Il governismo come malattia senile del centro-sinistra?

"Esatto, il governismo come surrogato degli ideali smarriti".

Ci sono responsabilità che lei individua?

"Non cercherei capri espiatori. Certo, gli eredi delle grandi famiglie politiche novecentesche (penso soprattutto ai comunisti) hanno dissipato il patrimonio ereditato con lo stile del “cupio dissolvi”. Ma piuttosto che individuare i singoli responsabili della sconfitta, occorrerebbe discutere di tutti noi, di come siamo, delle lenti con cui guardiamo il mondo, della critica che facciamo al modello dominante di sviluppo, degli interessi sociali che intendiamo rappresentare, di come costruiamo le ragioni e le speranze di un nuovo socialismo".

Il Pd ha compreso la lezione della sconfitta?

"Vorrei poterle rispondere affermativamente, ma se guardo al loro dibattito pre-congressuale non solo le dico che la sconfitta là dentro pare già una pratica chiusa e archiviata, ma che questa incredibile rimozione è figlia della natura del Pd, di un partito balcanizzato in correnti e potentati locali, un soggetto irriformabile, refrattario a qualunque autocritica che non sia di superficie, sempre in attesa di un leader che lo resusciti e lo salvi. A oggi, un partito il cui senso e la cui missione è sedersi nella “stanza dei bottoni”".

» Voci di dati raccolte:
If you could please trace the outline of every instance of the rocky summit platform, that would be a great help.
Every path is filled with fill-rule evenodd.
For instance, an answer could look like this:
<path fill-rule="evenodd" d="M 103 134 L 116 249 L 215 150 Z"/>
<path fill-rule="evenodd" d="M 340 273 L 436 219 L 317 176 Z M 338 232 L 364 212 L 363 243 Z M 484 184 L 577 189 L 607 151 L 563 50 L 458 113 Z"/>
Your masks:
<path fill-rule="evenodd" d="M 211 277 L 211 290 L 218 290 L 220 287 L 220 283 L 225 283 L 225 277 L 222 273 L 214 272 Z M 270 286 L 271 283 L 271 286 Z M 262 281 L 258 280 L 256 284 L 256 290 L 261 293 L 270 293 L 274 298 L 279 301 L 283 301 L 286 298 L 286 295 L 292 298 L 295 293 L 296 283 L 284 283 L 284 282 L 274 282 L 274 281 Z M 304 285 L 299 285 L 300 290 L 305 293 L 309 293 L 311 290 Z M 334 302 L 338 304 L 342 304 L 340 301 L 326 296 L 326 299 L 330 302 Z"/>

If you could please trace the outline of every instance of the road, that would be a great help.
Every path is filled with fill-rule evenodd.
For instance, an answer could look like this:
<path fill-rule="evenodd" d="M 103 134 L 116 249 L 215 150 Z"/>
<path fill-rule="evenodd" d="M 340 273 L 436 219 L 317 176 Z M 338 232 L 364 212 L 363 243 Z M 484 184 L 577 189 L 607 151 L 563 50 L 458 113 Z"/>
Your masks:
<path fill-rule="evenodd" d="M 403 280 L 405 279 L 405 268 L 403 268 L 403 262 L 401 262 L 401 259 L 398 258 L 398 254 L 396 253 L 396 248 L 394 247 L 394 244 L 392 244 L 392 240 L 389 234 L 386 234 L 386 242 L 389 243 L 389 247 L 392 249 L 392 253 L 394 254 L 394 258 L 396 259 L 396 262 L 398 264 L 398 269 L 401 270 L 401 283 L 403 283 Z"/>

» Obiettivo del compito:
Ritrascrivi integralmente e parola per parola l'intervista sul governismo e sul Pd che compare più in alto.

» Risposta attesa:
Il governismo come malattia senile del centro-sinistra?

"Esatto, il governismo come surrogato degli ideali smarriti".

Ci sono responsabilità che lei individua?

"Non cercherei capri espiatori. Certo, gli eredi delle grandi famiglie politiche novecentesche (penso soprattutto ai comunisti) hanno dissipato il patrimonio ereditato con lo stile del “cupio dissolvi”. Ma piuttosto che individuare i singoli responsabili della sconfitta, occorrerebbe discutere di tutti noi, di come siamo, delle lenti con cui guardiamo il mondo, della critica che facciamo al modello dominante di sviluppo, degli interessi sociali che intendiamo rappresentare, di come costruiamo le ragioni e le speranze di un nuovo socialismo".

Il Pd ha compreso la lezione della sconfitta?

"Vorrei poterle rispondere affermativamente, ma se guardo al loro dibattito pre-congressuale non solo le dico che la sconfitta là dentro pare già una pratica chiusa e archiviata, ma che questa incredibile rimozione è figlia della natura del Pd, di un partito balcanizzato in correnti e potentati locali, un soggetto irriformabile, refrattario a qualunque autocritica che non sia di superficie, sempre in attesa di un leader che lo resusciti e lo salvi. A oggi, un partito il cui senso e la cui missione è sedersi nella “stanza dei bottoni”".